------ RECORDS PROVIDED ------
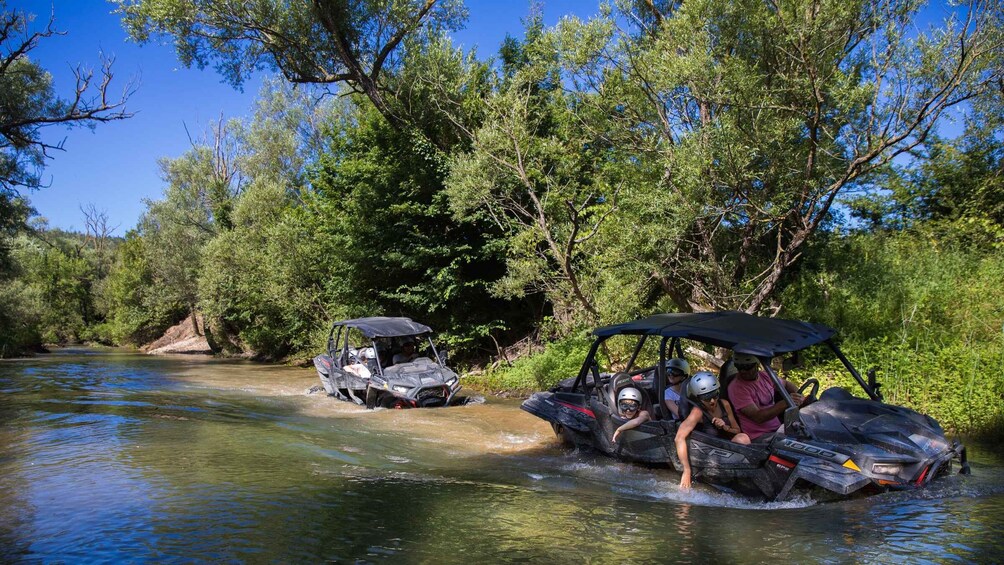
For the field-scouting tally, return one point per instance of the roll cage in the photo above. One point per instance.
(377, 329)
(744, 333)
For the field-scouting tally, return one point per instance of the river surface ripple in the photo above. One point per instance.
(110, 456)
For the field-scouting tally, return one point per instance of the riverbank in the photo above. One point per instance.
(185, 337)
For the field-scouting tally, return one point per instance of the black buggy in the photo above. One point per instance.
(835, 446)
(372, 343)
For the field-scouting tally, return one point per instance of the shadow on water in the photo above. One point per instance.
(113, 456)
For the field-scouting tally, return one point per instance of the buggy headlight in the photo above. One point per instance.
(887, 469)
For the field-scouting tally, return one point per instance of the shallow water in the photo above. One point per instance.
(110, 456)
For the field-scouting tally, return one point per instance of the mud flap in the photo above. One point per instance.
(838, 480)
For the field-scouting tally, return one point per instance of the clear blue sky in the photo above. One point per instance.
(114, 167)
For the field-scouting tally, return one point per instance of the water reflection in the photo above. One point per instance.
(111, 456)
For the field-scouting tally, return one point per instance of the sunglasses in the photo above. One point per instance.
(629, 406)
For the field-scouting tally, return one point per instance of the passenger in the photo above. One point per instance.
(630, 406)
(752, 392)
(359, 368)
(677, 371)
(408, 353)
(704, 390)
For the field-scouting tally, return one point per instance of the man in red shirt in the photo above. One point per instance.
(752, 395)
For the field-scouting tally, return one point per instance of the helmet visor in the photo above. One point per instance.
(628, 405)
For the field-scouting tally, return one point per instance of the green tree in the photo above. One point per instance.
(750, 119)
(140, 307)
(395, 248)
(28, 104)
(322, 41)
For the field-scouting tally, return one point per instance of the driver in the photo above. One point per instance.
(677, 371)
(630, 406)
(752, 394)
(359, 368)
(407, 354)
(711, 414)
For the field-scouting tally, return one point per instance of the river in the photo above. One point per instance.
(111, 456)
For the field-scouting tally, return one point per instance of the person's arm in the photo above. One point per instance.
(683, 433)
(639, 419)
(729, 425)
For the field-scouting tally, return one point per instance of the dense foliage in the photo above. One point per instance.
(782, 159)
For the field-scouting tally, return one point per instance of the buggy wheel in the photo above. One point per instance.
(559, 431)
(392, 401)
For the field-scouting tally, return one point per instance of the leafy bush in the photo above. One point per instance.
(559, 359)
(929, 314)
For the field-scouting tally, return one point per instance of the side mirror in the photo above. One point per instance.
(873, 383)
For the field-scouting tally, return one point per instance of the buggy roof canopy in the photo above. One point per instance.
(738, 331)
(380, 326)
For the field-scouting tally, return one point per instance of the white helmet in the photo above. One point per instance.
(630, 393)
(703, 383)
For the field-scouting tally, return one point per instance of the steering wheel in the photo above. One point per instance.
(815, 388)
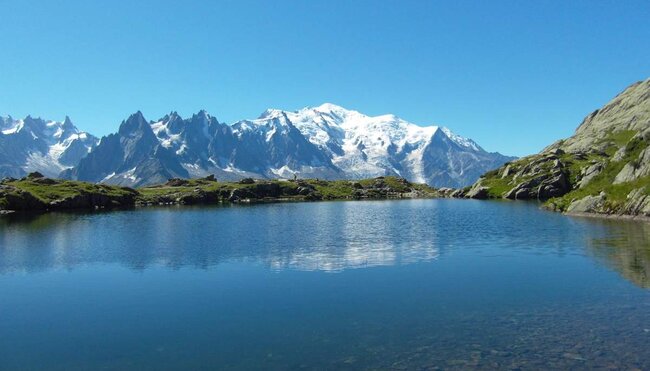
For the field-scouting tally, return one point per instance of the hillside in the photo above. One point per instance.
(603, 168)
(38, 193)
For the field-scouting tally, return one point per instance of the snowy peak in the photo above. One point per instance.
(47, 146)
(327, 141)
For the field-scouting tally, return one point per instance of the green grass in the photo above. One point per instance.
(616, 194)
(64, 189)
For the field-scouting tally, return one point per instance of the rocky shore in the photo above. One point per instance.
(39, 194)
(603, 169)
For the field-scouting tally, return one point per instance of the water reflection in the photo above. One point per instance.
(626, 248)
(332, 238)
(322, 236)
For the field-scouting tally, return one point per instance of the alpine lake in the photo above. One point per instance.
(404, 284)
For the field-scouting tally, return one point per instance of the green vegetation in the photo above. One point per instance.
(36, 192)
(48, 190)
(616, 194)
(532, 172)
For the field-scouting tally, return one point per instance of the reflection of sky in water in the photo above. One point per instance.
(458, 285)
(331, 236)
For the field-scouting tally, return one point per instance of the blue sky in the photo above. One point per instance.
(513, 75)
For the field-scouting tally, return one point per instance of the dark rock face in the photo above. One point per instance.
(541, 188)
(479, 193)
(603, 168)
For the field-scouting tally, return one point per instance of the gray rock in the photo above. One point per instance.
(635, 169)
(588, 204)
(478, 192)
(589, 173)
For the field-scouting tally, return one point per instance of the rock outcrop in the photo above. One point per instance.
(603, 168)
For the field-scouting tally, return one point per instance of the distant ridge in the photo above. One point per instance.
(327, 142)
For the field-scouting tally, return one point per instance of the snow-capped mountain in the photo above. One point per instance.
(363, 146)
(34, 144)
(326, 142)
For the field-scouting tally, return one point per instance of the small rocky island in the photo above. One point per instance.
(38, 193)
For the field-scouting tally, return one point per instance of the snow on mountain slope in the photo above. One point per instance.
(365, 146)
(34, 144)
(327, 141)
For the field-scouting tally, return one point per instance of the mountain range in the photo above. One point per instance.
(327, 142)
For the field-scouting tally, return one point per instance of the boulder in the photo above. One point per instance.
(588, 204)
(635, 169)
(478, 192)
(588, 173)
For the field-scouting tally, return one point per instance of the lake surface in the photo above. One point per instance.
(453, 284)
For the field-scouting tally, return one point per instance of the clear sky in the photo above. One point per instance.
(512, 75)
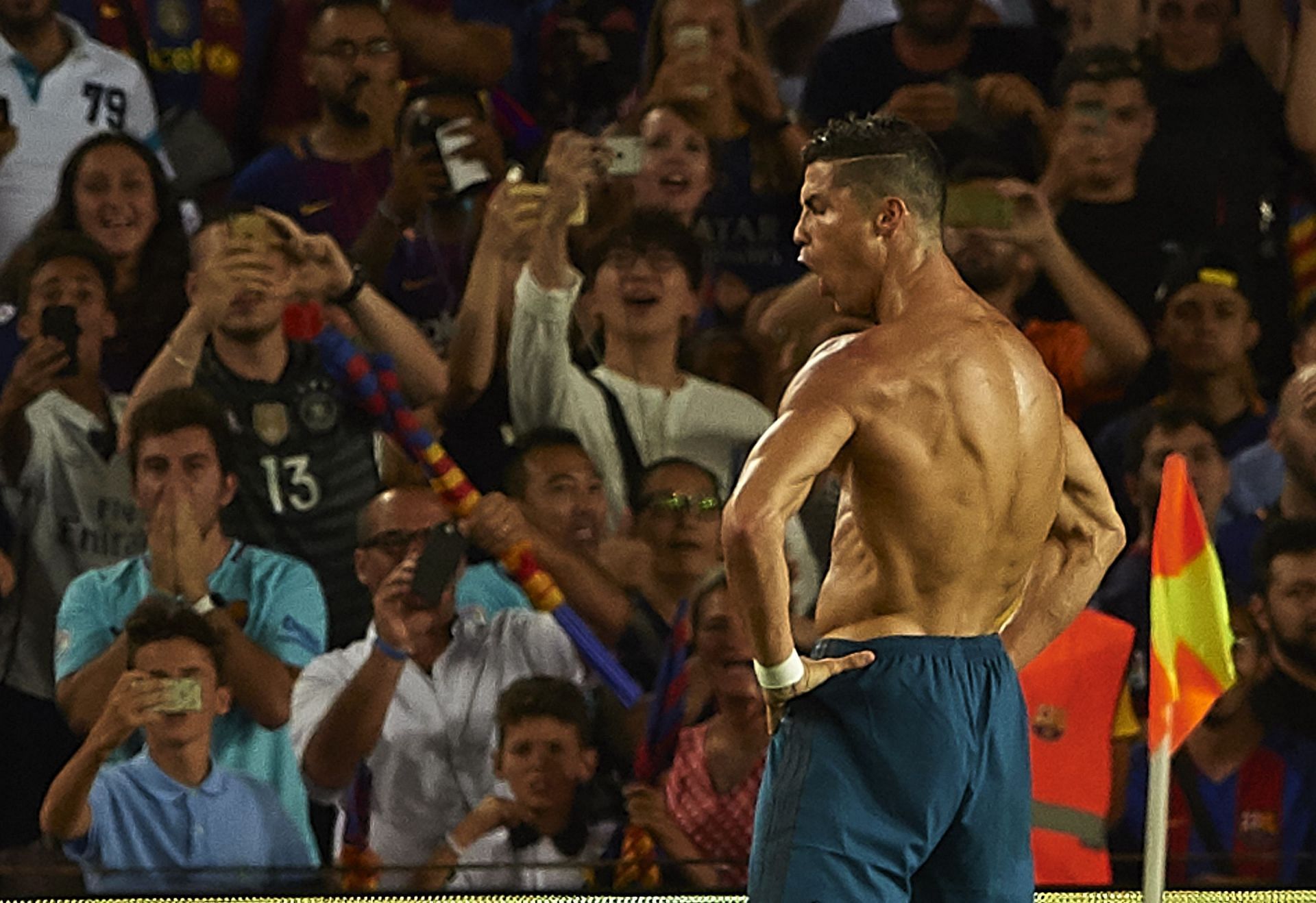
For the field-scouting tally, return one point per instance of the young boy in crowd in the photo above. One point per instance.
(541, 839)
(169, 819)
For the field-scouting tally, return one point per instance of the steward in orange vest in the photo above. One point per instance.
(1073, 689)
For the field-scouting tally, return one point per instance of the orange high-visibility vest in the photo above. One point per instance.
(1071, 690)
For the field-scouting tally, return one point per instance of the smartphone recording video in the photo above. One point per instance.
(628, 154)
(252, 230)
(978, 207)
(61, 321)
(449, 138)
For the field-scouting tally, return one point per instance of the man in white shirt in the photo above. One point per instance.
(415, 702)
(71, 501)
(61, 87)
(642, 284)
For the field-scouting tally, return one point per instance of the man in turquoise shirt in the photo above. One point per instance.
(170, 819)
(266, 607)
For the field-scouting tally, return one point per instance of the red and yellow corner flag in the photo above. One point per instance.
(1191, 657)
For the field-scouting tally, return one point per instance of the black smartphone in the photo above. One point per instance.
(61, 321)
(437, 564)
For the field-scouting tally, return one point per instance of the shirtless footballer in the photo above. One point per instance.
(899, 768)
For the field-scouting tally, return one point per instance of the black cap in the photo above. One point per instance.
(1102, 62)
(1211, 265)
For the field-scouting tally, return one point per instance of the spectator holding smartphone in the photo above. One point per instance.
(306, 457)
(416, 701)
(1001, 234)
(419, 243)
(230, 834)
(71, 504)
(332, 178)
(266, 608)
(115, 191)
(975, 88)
------
_WORK TO BE COMPLETED_
Transcribe the data verbatim, beginning with the line that contains "of the steward" and continuing through the final line of the data.

_COMPLETED TASK_
For the field-scouting tally, return one point per instance of the steward in orange vest in the photo above. One point per instance.
(1073, 689)
For the field-scouting tally, return one point per instance of the orange high-visibility vest in the photo above. One point per instance.
(1071, 690)
For the field-scouting tally, return one point per instance of the smartphone recording video in the photo above. One point per instance.
(628, 154)
(252, 230)
(978, 207)
(61, 321)
(449, 138)
For the field-scouting tally, return one point per instance of the man in white shirt in the photo above. One point per instance.
(415, 702)
(71, 501)
(61, 87)
(642, 284)
For the field-scouting tally, return one point per instance of the man in turquoise shirt in the photo above. One point per instance.
(170, 819)
(266, 607)
For the field-scouting tally, return one point per instance of the red and yellow corner flag in the photo above. One point per instance.
(1191, 657)
For the field-scouting tally, return one point per instance of the black smartphone in the photo above. One point per instance.
(61, 321)
(437, 564)
For the field-scouting tally, return one point per instance of the shirtless footballer in the photo above. One point per instance.
(899, 768)
For the field-scouting tally, return one point per instance of the black cap in the photo above. One point per instance.
(1102, 62)
(1211, 265)
For the field-scouting tally, return one point per instance of the spectator holding smartphone in the photo above. One point per instance.
(306, 457)
(416, 701)
(1001, 234)
(419, 243)
(230, 834)
(71, 504)
(332, 178)
(266, 608)
(115, 191)
(975, 88)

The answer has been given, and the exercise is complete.